# Do you ever sequence existing music? for fun, or to learn orchestration, or for temp tracks



## JohnG (Sep 20, 2010)

I have and once in a while still do. It is very good for calibrating one's sample template, and one's ear. Even if the music one is writing is going to be replaced by an orchestra (maybe especially in that case), to try emulating every single thing in a favourite passage of music can reveal a lot about the shortcomings of samples. Doesn't have to be a very long passage -- four to eight bars is helpful, I believe. Best to do some passages that are big / loud / note-y, some smaller.

The idea is to get the balance right between sections, really listen hard to just how loud percussion and brass get when they are playing fully, continually comparing the virtual and actual recordings. Equally, though, it's nice to understand how quiet something can be (relatively) and still provide a lot of energy.

So definitely I personally have found realising scores on samples useful in that respect. 

If it's well orchestrated or you have the score, it's a nice way to learn some orchestration and arranging too.

As far as learning harmony, or even "composition," I find it less useful. For that, playing through a score, even if it's slow, is more useful, in my own haphazard studying experience.


----------



## Farkle (Sep 20, 2010)

adg21 @ Mon Sep 20 said:


> adg21 @ Mon Sep 20 said:
> 
> 
> > This, to me, seems like a healthy idea and is something I've not done before. Do any of you do this (routinely or otherwise)?
> ...



I have done this in the past, and it is a fantastic drill to improve your orchestration and your mockup skills. I haven't done it in 2-3 years, but I'm just starting to trancsribe again, so I'll post some cues, when I do them.

Basically, I pick a short section of a film cue (16-64 bars), and notate it out in short score. I really try to pick out how the chords are distributed among instruments. I'll do it in short score, on paper, or in Sibelius. 

I'll usually use that transcription to inspire a short piece, and use that for mockup practice. I have some old transcription pdf's around somewhere, I'll see if I can find them. 

Pick cues you love, and cues you want to learn something from. I transcribed parts of To Kill A Mockingbird, and Spirited Away, because I loved their sound. Totally worth it!

Does this help?

Mike


----------



## SergeD (Sep 20, 2010)

+1 John & Mike

I've done it with Holst Mercury and now completing Debussy La Mer 2nd part.

Those 2 scores helped me to get the sonic feeling of the stage. On stage pp and ff dynamics have not that volume gap we find in samples and only this worth the journey into scores. In scores you see how they bring to front somes lines while pushing back some others and Debussy is terrific in that way. 

Also, everything is there , doubling at octave and unisson, runs spreaded across differents sections (Mercury has a lot), orchestral colors using differents instruments, divisi etc...

And most of all it's a wonderful trip in their musical park where you are staggered by such creativity and talent.

SET OF TASKS —
a) Copy from the thread on sequencing existing music the part that opens with the words containing "Also, everything is" and closes with "instruments, divisi etc...".
b) In the thread on sequencing existing music, which film scores did Farkle (Mike) say he transcribed parts of?
c) Extend the forum thread on sequencing existing music beyond its final post.
The material plays no part in any of this.

SUPPLIED RECORDS —
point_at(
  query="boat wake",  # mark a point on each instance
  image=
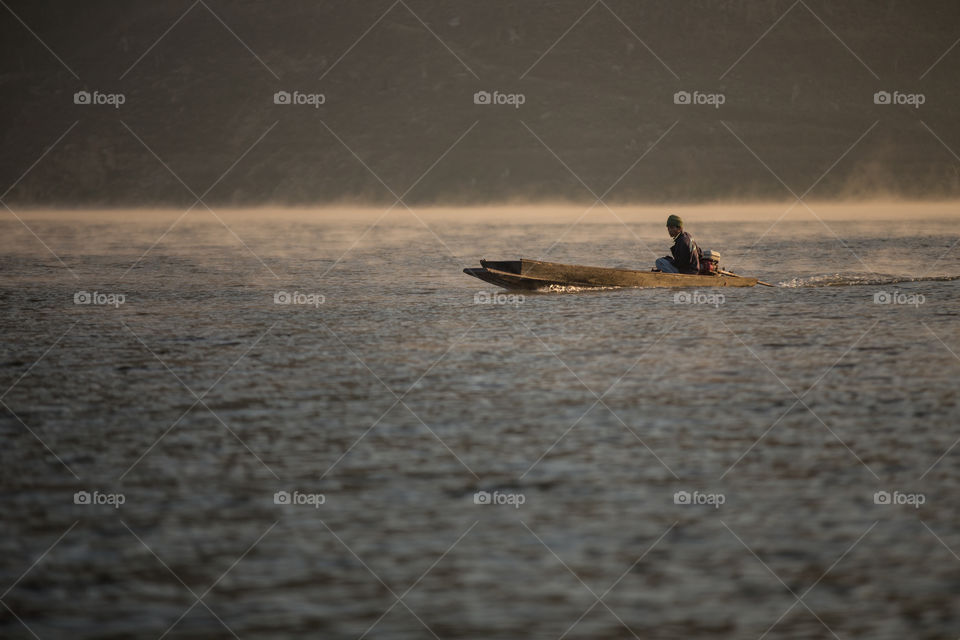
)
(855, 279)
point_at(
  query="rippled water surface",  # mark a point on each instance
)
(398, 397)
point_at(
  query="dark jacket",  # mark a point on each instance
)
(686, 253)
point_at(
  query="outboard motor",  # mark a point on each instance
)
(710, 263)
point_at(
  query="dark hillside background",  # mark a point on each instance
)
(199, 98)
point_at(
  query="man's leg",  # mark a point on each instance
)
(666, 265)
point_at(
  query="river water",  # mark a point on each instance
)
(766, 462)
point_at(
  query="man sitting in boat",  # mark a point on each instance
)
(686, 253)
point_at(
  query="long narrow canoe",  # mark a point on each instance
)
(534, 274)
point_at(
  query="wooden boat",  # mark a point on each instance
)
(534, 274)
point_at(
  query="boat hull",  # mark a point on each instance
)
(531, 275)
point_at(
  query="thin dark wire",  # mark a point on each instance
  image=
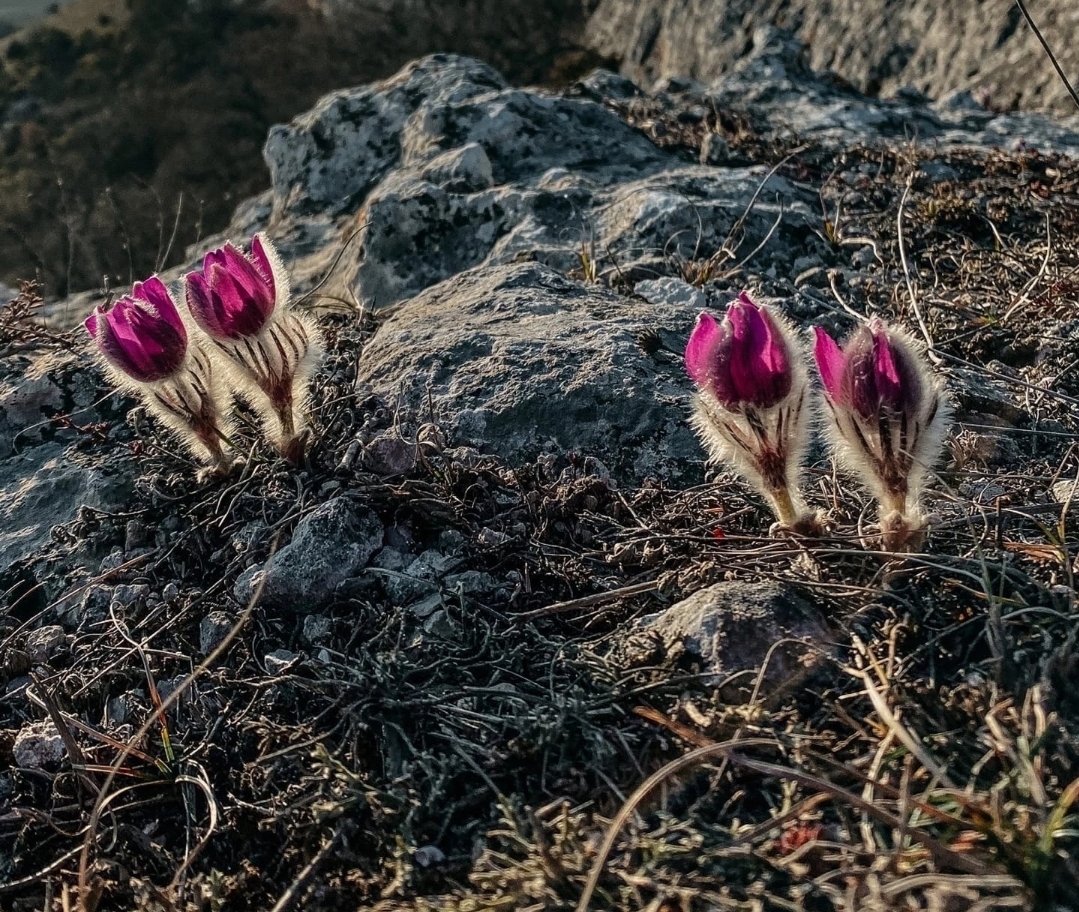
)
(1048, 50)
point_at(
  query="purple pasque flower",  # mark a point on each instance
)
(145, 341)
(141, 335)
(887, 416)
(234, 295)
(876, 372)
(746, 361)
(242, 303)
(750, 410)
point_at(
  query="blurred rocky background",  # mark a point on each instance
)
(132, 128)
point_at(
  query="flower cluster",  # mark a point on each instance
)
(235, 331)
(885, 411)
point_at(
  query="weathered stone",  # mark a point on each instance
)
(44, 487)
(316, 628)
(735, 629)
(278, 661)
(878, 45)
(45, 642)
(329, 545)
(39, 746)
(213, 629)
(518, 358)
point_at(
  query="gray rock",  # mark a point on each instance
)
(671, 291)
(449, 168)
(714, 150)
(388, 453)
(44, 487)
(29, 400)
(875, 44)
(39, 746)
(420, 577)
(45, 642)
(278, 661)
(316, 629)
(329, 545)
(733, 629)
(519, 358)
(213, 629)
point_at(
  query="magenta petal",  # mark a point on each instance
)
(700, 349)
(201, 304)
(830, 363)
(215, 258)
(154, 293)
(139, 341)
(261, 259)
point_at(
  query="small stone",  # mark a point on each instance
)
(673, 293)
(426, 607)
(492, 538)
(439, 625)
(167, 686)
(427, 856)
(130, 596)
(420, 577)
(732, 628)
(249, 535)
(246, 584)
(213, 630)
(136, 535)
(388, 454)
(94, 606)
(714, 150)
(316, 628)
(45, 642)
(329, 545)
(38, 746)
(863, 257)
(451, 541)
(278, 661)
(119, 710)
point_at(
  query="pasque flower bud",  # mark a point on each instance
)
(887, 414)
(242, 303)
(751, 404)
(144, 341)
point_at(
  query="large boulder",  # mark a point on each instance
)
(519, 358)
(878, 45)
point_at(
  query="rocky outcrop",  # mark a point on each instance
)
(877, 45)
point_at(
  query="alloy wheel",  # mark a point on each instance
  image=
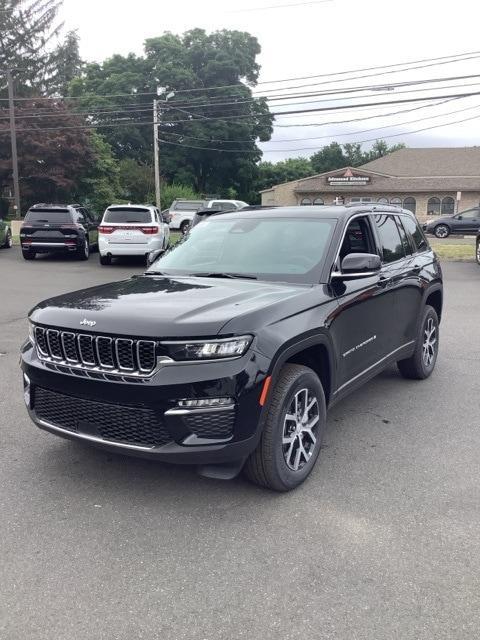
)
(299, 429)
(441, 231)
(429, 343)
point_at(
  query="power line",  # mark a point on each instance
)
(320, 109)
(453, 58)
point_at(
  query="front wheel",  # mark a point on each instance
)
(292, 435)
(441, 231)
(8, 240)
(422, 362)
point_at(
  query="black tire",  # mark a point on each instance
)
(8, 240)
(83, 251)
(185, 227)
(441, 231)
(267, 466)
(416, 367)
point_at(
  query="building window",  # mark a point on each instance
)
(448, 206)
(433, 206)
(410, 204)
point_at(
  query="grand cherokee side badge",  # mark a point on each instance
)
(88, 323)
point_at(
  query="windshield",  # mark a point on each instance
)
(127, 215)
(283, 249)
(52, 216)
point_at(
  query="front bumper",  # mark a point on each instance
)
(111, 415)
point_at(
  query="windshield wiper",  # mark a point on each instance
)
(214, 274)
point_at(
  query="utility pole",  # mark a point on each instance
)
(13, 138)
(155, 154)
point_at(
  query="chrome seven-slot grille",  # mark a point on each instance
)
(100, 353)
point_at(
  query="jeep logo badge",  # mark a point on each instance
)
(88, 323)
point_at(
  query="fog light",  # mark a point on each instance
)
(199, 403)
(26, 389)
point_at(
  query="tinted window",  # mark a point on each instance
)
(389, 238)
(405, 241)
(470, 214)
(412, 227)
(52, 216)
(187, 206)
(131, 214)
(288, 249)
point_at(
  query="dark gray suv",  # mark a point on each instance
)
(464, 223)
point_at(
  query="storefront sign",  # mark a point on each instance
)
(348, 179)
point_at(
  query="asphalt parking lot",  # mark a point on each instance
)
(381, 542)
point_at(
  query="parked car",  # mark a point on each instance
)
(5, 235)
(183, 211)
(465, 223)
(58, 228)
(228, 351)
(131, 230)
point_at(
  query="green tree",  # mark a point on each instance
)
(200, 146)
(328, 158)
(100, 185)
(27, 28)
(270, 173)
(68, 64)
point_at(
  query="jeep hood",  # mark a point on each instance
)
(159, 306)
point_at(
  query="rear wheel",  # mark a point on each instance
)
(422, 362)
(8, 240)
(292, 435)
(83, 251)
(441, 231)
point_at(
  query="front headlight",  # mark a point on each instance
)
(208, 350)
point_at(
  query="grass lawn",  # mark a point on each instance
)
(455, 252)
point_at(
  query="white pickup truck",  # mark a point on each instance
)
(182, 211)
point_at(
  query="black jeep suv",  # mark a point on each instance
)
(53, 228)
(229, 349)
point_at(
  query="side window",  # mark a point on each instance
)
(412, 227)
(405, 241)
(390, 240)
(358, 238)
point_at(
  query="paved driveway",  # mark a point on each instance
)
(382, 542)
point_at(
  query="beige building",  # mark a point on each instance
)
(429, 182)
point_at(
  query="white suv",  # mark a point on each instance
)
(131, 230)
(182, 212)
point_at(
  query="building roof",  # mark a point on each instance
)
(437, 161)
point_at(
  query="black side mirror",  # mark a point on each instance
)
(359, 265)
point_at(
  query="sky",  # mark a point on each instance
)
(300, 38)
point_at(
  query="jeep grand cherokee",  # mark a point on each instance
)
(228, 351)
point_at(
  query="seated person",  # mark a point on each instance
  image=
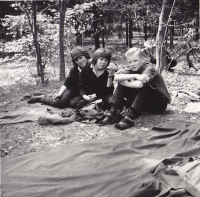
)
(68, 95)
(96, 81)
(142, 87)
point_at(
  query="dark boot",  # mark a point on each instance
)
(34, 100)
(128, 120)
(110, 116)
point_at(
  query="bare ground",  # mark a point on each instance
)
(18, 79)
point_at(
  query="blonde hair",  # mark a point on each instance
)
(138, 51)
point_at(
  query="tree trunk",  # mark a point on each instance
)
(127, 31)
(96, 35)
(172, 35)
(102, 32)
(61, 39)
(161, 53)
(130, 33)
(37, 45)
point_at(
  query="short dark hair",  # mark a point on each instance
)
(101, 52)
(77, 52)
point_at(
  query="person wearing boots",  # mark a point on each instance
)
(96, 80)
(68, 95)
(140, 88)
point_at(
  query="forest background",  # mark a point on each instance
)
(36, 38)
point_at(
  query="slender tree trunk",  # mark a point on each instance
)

ANSWERS TO THE TASKS —
a)
Also, everything is there , doubling at octave and unisson, runs spreaded across differents sections (Mercury has a lot), orchestral colors using differents instruments, divisi etc...

b) To Kill A Mockingbird and Spirited Away.

c)
SergeD


----------



## adg21 (Sep 20, 2010)

Cheers.


JohnG @ Mon Sep 20 said:


> It is very good for calibrating one's sample template, and one's ear.


exactly my thoughts. 
I think I'll try one scored and one scoreless (i.e. modern) and see how I get on.
cheers


----------



## poseur (Sep 20, 2010)

we're all different, and even our own desires & needs do change, over time.
IOW? i'm old.
ha!

imo,
it's only as "healthy" a practise as the practitioner's approach & attitude towards it
are.

i only seem to do that, when i either:

a) really want to learn to play something of someone else's, for myself, or

2) when a director is addicted to something in his/her temp-score,
and i either love or hate that piece (or, both),
and know that i absolutely do not wanna copy it, or even "cop" it;
then, i learn the piece, in order to avoid it as best i can, while absorbing what "feelings"
i believe it represents to the director.

d


----------



## anogo (Sep 20, 2010)

I've never done this, but I'd like to try sequencing part of a string quartet (Bartok or Shostakovich, probably) to see what I can learn from the process. Of course, I don't have sampled strings to play with.


----------



## skyy38 (Aug 8, 2011)

Oh yeah, almost every chance I get!

http://soundcloud.com/skyy38/death-star-motif-t1


----------



## Mike Marino (Aug 8, 2011)

John,

I like to work on these types of exercises every once in a while. I've found it to be an excellent exercise for me as I'm not classically trained in orchestration and such.

I always learn something!

- Mike (the other Mike)


----------



## wst3 (Aug 8, 2011)

Yes indeed. For a lot of reasons...

1) to learn how to use a new library, or when I switched from GS to Kontakt to learn how to use a new sample player<G>!

2) to improve my transcription, and listening skills

3) to figure out how to get a specific effect (I am still trying to learn how to write horn charts like Pankow!)

4) just to practice when I don't have any projects of my own

I think it is an excellent exercise, not at all different than learning guitar solos or parts. But I do have to remember that it is a means to an end, that is, it is a form of practice. I can sometimes become obsessed and then I don't get much else accomplished!


----------



## impressions (Aug 10, 2011)

just been doing it as you guys said it. no question, it's the best way to really learn orchestral.


----------



## lux (Sep 17, 2011)

always promise myself and never do.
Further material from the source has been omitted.